## [DOCUMENT EXTRACT]
Histological and morphometric changes in cardiac conduction fibers after spontaneous myocardial infarction in horses and dogs.

BACKGROUND AND AIM

Arrhythmic sudden cardiac death in dogs and horses often results from ventricular arrhythmia secondary to myocardial damage. Despite this, limited data exist on the histomorphometric changes in cardiac conduction fibers (CCFs) and cardiac conduction cells (CCCs) following spontaneous myocardial infarction (MI). This study aimed to characterize morphometric and histological alterations in conduction fibers and their junctions with cardiomyocytes in infarcted hearts of horses and dogs.

MATERIALS AND METHODS

Ten hearts from horses and 10 from dogs that had died suddenly were examined. Histological and immunohistochemical analyses were performed using hematoxylin and eosin, Masson's trichrome, and periodic acid-Schiff staining to identify conduction fibers and assess glycogen accumulation. The thickness and density of conduction fibers, as well as the diameter of conduction cells, were measured using image analysis software. Statistical comparisons were conducted using t-tests, analysis of variance, and Cohen's d-test.

## [EXTRACTED INFORMATION]
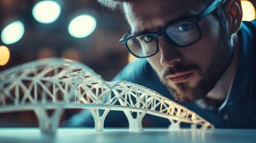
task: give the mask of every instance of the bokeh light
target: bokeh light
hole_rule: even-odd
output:
[[[90,35],[96,27],[96,20],[92,16],[83,15],[73,19],[68,26],[68,32],[72,36],[83,38]]]
[[[243,9],[243,21],[252,21],[256,18],[255,9],[251,2],[248,0],[241,2]]]
[[[11,23],[5,27],[1,33],[2,42],[9,44],[17,42],[24,34],[25,28],[23,23],[19,21]]]
[[[0,46],[0,66],[6,64],[10,58],[10,51],[4,46]]]
[[[36,4],[33,9],[32,14],[35,19],[43,23],[54,22],[61,13],[61,6],[52,0],[45,0]]]

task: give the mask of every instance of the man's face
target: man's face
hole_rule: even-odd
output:
[[[157,31],[175,20],[199,14],[209,5],[204,0],[139,0],[124,9],[132,31]],[[232,59],[229,33],[221,32],[212,13],[199,22],[202,37],[185,48],[158,37],[159,51],[147,60],[175,99],[191,102],[206,96],[215,86]],[[229,40],[223,38],[228,37]]]

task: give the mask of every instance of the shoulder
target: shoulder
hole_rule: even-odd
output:
[[[126,65],[112,81],[125,80],[137,84],[141,79],[150,76],[153,70],[146,59],[139,59]]]

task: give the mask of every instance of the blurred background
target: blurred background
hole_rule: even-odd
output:
[[[255,19],[256,0],[242,2],[243,20]],[[81,62],[110,81],[136,59],[119,42],[129,29],[121,11],[96,0],[0,0],[0,72],[59,57]],[[61,120],[79,110],[67,110]],[[37,126],[33,111],[0,114],[0,127]]]

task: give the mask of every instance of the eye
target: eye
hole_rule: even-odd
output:
[[[189,23],[183,24],[179,25],[176,31],[186,31],[189,30],[191,28],[191,24]]]
[[[150,42],[153,40],[154,40],[155,39],[154,37],[152,35],[145,35],[142,37],[143,40],[147,41],[147,42]]]

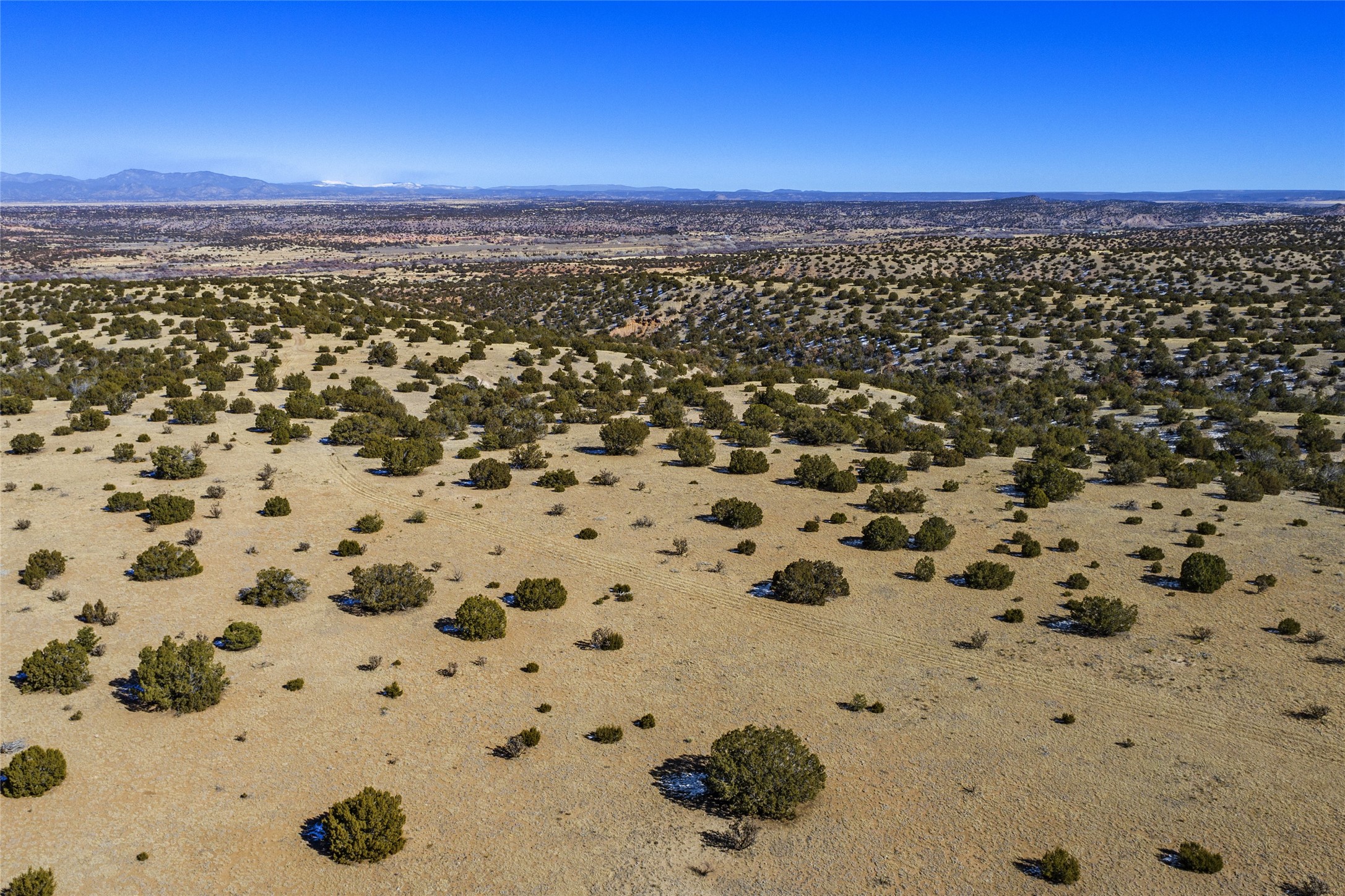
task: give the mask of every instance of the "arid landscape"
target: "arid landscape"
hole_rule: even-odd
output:
[[[66,771],[5,791],[0,879],[1042,893],[1064,848],[1087,893],[1345,887],[1340,218],[315,262],[379,207],[270,273],[70,250],[188,213],[7,209],[0,739]],[[165,636],[227,685],[163,697]],[[745,725],[824,787],[709,787]],[[405,844],[334,861],[364,787]]]

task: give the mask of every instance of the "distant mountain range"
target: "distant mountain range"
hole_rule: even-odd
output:
[[[164,174],[128,168],[106,178],[0,172],[0,202],[235,202],[268,199],[627,199],[650,202],[970,202],[1017,196],[1096,202],[1315,203],[1345,200],[1345,190],[1188,190],[1185,192],[826,192],[822,190],[683,190],[578,184],[542,187],[448,187],[387,183],[269,183],[214,171]]]

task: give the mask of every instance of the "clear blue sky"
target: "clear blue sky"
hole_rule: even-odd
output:
[[[0,164],[702,188],[1345,188],[1342,3],[13,3]]]

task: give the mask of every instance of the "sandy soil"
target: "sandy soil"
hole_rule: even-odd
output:
[[[315,342],[284,354],[305,359]],[[511,350],[492,347],[500,357],[464,373],[498,365],[499,375]],[[350,375],[367,373],[350,365]],[[406,375],[374,373],[387,385]],[[742,398],[738,387],[730,396]],[[417,413],[416,402],[428,401],[398,398]],[[5,422],[13,424],[5,440],[50,433],[63,413],[39,402],[22,422]],[[1272,893],[1307,873],[1345,885],[1345,683],[1340,666],[1311,662],[1340,655],[1345,638],[1345,535],[1342,517],[1307,494],[1219,513],[1210,487],[1092,483],[1018,525],[1001,491],[1011,459],[933,468],[912,474],[908,487],[923,487],[927,514],[947,517],[959,534],[935,556],[939,577],[921,584],[901,577],[920,554],[845,544],[873,515],[855,506],[866,487],[829,495],[775,482],[807,451],[796,445],[779,444],[767,475],[729,476],[679,467],[656,447],[663,431],[635,457],[605,457],[593,449],[596,426],[574,426],[543,443],[551,467],[573,468],[581,482],[609,468],[620,484],[557,495],[516,472],[508,490],[483,492],[459,483],[471,461],[449,456],[421,476],[389,479],[352,448],[317,439],[273,455],[264,435],[246,431],[250,422],[221,414],[215,426],[163,435],[160,424],[129,414],[102,433],[48,436],[40,455],[0,457],[0,479],[17,483],[0,496],[3,667],[17,670],[51,638],[71,638],[85,600],[102,597],[121,613],[100,631],[108,652],[90,661],[86,690],[0,690],[3,739],[59,747],[70,764],[66,782],[40,799],[0,800],[0,879],[48,865],[62,895],[1041,893],[1050,888],[1014,862],[1060,844],[1083,861],[1073,888],[1081,893]],[[328,425],[317,421],[317,435]],[[198,480],[161,483],[140,476],[145,465],[106,460],[113,443],[143,432],[152,437],[148,455],[160,444],[203,441],[211,429],[226,441],[237,436],[235,447],[210,448]],[[93,452],[71,453],[83,445]],[[452,455],[457,445],[448,445]],[[728,452],[721,447],[722,461]],[[841,464],[861,456],[830,453]],[[254,480],[264,463],[281,470],[272,492]],[[959,491],[939,491],[948,478]],[[130,514],[101,510],[108,482],[147,498],[194,496],[198,518],[149,533]],[[211,483],[227,488],[221,519],[202,517]],[[273,494],[289,498],[291,517],[257,514]],[[759,502],[765,523],[740,533],[698,519],[725,495]],[[1143,507],[1142,525],[1120,525],[1128,514],[1112,505],[1127,499]],[[1149,510],[1153,500],[1166,507]],[[557,502],[566,514],[547,515]],[[1178,517],[1188,506],[1196,514]],[[429,605],[359,618],[328,600],[356,565],[331,549],[374,510],[387,526],[359,537],[369,552],[358,561],[441,562]],[[404,522],[414,510],[428,522]],[[802,531],[804,521],[834,511],[850,522]],[[632,527],[642,515],[655,525]],[[905,522],[913,529],[923,515]],[[31,527],[15,530],[20,518]],[[1228,558],[1235,581],[1216,595],[1147,584],[1145,564],[1127,556],[1161,545],[1163,565],[1176,569],[1186,530],[1220,518],[1209,548]],[[1294,518],[1307,527],[1289,526]],[[124,574],[136,553],[180,538],[188,525],[204,531],[196,548],[203,574],[156,584]],[[584,526],[600,537],[576,539]],[[944,580],[990,557],[1017,529],[1048,546],[1069,535],[1081,549],[1006,558],[1018,570],[1006,592]],[[677,537],[690,542],[689,554],[660,553]],[[760,546],[753,557],[730,552],[744,537]],[[296,553],[300,541],[312,550]],[[502,554],[491,553],[496,545]],[[71,560],[65,576],[35,592],[17,573],[39,548]],[[798,557],[841,562],[851,596],[794,607],[753,593]],[[1059,612],[1060,581],[1092,560],[1100,566],[1087,570],[1089,593],[1138,603],[1135,630],[1103,640],[1037,624]],[[718,561],[724,572],[710,572]],[[311,580],[313,595],[285,608],[239,604],[238,589],[272,565]],[[455,569],[461,581],[451,580]],[[1245,580],[1262,572],[1279,585],[1258,595]],[[510,609],[503,640],[465,643],[436,630],[464,597],[502,596],[525,576],[560,576],[569,601],[550,612]],[[503,587],[487,589],[491,581]],[[635,601],[594,604],[616,583],[631,584]],[[69,589],[69,600],[47,600],[52,587]],[[994,619],[1009,605],[1028,622]],[[1286,615],[1329,639],[1306,646],[1266,631]],[[233,679],[221,705],[174,717],[114,698],[110,682],[128,674],[143,646],[165,634],[215,636],[234,619],[258,623],[264,640],[219,652]],[[620,631],[625,648],[578,648],[599,626]],[[1215,638],[1189,639],[1194,626],[1215,628]],[[990,632],[985,650],[955,644],[976,628]],[[356,669],[371,654],[383,667]],[[472,665],[477,657],[484,665]],[[394,659],[401,665],[390,667]],[[457,675],[436,674],[449,661]],[[541,665],[538,674],[519,671],[529,661]],[[304,690],[282,690],[295,677]],[[406,692],[395,701],[378,694],[393,679]],[[888,712],[838,706],[855,692]],[[554,712],[539,714],[543,701]],[[1309,702],[1336,713],[1322,722],[1287,714]],[[81,721],[69,721],[74,710]],[[652,731],[631,725],[646,712],[658,718]],[[1061,712],[1077,724],[1053,722]],[[620,744],[585,737],[607,722],[624,726]],[[702,833],[726,822],[664,795],[659,774],[748,722],[794,728],[829,780],[798,821],[768,825],[746,853],[725,853]],[[538,748],[515,761],[492,755],[529,725],[542,731]],[[1119,747],[1124,739],[1134,745]],[[305,844],[301,827],[366,784],[402,795],[409,845],[375,866],[335,865]],[[1221,852],[1224,872],[1197,877],[1163,864],[1161,850],[1184,839]],[[149,858],[137,862],[141,850]]]

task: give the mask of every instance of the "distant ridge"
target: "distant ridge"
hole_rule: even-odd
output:
[[[1184,192],[827,192],[823,190],[691,190],[576,184],[538,187],[451,187],[443,184],[269,183],[214,171],[159,172],[128,168],[81,180],[52,174],[0,172],[0,202],[234,202],[266,199],[551,199],[648,202],[975,202],[1049,199],[1065,202],[1198,202],[1301,204],[1345,200],[1345,190],[1188,190]]]

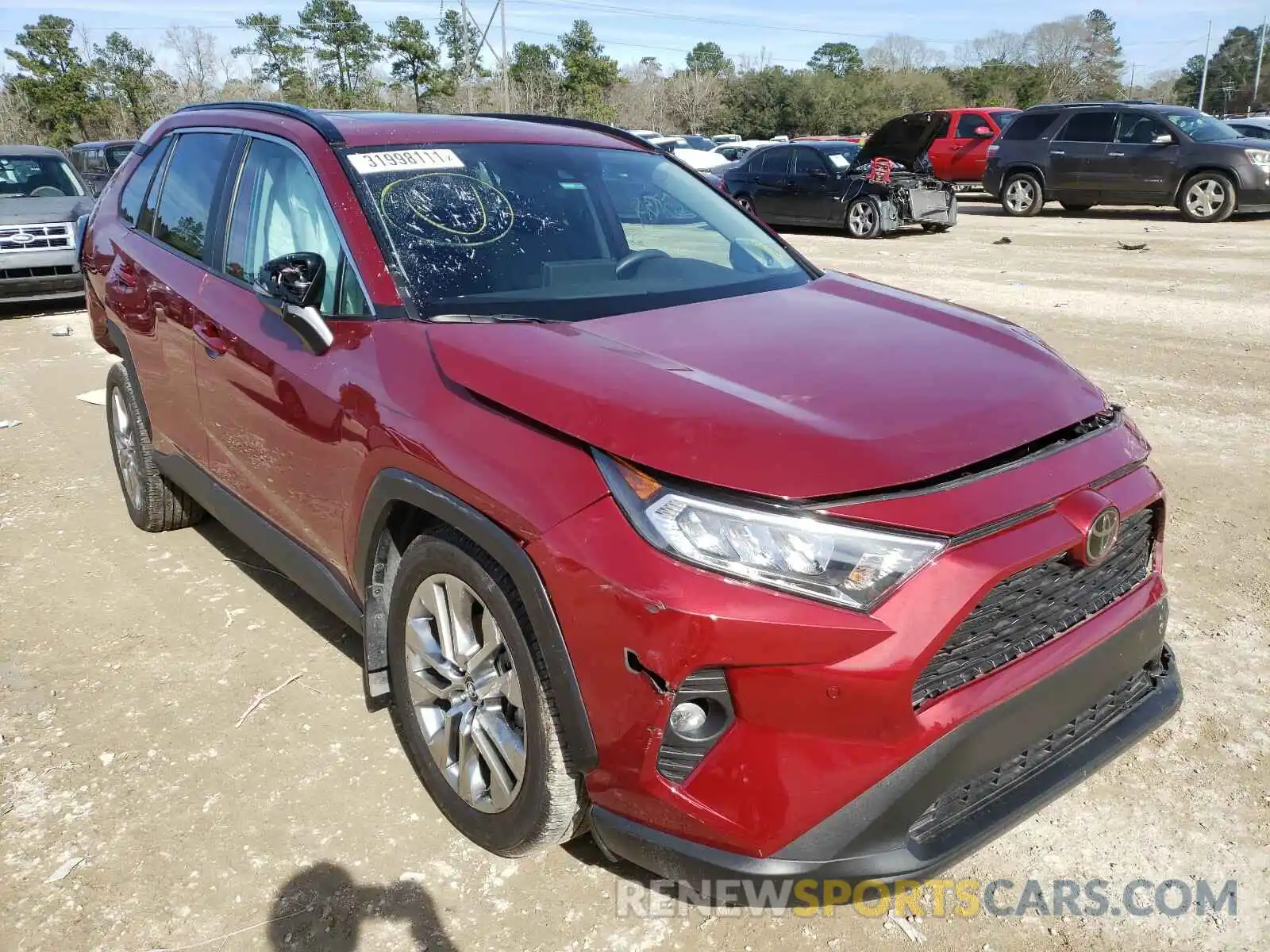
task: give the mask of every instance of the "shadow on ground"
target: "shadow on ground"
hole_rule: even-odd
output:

## [INSTRUCTIONS TO FOLLOW]
Please extend the abstract on conduction fiber changes in infarcted horse and dog hearts, picking up after its last sentence. None of the lines are needed for this.

## [SOLVED PROBLEM]
RESULTS

In horses, the diameter of CCCs was significantly smaller in infarcted cases (55.74 μm) compared to normal hearts (79.08 μm) (p < 0.001). In dogs, slight hypertrophy of CCCs (31.21 μm) was observed in normal hearts, whereas infarcted hearts exhibited reduced diameters (26.83 μm) (p = 0.114). The density of CCFs was 9.06% in horses and 7.99% in dogs (p = 0.846), while fiber thickness was 30.06 μm in horses and 29.86 μm in dogs (p = 0.263). Horses exhibited extensive myocardial fibrosis, particularly in the middle third and posterior left ventricle, while dogs displayed milder lesions distributed across the ventricle.

CONCLUSION

This study demonstrates a reduction in CCC size in horses and minor hypertrophy in dogs, coupled with fibrotic myocardial lesions of varying severity. The observed histomorphometric changes provide insight into the structural impact of MI on conduction cells, which may contribute to ventricular arrhythmias in these species. These findings have implications for veterinary cardiology and the management of MI-related arrhythmic conditions.